Rewrite the stretch of the air pollution text from "Air pollution is" through "fuel dependent means.", putting "supermarkets" in place of "grocery stores".
*** Text segment ***
Air pollution is the broadest brush in the environmentalist’s tool kit to use when addressing issues of environmental regulation and factors leading to climate change. It’s public enemy number one, and nearly everything the average person comes into contact with on a daily basis is in some way available because of fossil fuels. The food in our grocery stores was harvested by machines burning gasoline, transported by gasoline-powered vehicles, and is displayed under lights powered by coal-burning power plants. The cotton in our clothes was harvested and transported by the same fossil fuel dependent means.
Our dependency on fossil fuels is destroying the planet, and the capitalist system that drives it is accelerating its extraction to increasingly dangerous levels.
However, this dependency is not innate, nor is it inevitable. It is a crafted dependency—a system forcibly kept in place by the obstinate, myopic individuals whose quest for capital gain has exploited the Earth and irreparably damaged the climate.
*** End of Text segment ***
*** Dataset records ***
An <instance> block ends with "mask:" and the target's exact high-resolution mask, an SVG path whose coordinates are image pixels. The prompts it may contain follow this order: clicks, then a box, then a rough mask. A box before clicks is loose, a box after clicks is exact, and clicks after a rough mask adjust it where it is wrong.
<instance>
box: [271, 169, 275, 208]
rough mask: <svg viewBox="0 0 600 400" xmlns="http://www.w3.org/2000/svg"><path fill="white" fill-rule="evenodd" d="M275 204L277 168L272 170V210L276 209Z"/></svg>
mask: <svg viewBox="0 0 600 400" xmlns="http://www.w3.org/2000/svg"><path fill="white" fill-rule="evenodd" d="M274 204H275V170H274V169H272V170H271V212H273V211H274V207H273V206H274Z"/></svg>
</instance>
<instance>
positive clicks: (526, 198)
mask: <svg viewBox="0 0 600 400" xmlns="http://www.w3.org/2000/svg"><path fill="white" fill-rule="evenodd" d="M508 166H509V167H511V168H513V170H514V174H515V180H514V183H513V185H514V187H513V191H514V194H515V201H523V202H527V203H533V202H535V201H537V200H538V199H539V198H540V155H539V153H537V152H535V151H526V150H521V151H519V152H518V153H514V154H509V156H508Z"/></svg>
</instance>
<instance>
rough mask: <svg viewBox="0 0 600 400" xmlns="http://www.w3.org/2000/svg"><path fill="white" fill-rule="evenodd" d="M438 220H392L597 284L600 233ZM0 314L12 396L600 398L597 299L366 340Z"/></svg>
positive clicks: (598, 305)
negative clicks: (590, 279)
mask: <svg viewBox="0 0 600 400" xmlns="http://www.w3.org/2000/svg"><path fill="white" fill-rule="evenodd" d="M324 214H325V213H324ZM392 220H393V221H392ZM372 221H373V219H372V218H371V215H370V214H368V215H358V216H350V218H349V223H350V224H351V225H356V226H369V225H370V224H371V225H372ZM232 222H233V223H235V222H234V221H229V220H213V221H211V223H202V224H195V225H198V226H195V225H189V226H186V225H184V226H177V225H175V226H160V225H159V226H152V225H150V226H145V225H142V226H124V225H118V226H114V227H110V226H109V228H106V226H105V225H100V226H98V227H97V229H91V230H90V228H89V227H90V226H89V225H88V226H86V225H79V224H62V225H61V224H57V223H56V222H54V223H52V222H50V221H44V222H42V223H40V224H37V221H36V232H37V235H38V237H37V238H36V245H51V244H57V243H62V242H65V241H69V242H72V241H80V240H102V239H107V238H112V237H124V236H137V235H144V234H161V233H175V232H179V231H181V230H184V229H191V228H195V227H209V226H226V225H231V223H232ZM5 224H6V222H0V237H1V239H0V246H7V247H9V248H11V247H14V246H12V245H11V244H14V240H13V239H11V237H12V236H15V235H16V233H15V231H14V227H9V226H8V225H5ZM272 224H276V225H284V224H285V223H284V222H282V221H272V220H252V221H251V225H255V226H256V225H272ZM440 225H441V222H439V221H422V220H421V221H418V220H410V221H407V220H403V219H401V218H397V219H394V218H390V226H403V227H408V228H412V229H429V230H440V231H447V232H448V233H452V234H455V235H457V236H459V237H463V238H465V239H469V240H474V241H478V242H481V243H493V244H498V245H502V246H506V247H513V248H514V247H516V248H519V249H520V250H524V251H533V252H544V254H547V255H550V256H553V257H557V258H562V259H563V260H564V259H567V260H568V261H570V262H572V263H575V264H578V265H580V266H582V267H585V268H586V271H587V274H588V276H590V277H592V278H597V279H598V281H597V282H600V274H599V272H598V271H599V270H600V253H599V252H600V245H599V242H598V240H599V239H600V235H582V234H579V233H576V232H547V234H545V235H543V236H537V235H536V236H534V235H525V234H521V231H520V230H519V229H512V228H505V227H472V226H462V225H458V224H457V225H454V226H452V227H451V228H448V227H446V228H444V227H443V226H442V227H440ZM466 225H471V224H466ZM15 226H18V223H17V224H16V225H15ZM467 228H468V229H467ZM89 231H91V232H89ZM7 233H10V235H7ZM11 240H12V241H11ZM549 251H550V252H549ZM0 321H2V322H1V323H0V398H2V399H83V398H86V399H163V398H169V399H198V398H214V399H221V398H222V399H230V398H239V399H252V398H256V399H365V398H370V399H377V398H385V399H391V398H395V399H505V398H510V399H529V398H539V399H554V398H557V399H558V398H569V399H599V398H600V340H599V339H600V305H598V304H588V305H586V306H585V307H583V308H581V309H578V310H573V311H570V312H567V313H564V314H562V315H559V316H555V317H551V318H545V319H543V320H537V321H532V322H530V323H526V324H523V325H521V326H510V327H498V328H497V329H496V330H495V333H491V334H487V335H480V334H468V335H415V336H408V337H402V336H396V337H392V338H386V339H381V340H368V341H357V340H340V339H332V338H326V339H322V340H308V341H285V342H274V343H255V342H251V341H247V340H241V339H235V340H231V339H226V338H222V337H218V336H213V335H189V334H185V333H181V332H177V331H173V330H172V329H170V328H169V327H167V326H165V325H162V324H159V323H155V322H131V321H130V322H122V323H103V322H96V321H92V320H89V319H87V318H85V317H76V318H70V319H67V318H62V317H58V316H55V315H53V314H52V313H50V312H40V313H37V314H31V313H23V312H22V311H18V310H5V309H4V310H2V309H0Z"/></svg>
*** End of Dataset records ***
(Solution for this exercise):
Air pollution is the broadest brush in the environmentalist’s tool kit to use when addressing issues of environmental regulation and factors leading to climate change. It’s public enemy number one, and nearly everything the average person comes into contact with on a daily basis is in some way available because of fossil fuels. The food in our supermarkets was harvested by machines burning gasoline, transported by gasoline-powered vehicles, and is displayed under lights powered by coal-burning power plants. The cotton in our clothes was harvested and transported by the same fossil fuel dependent means.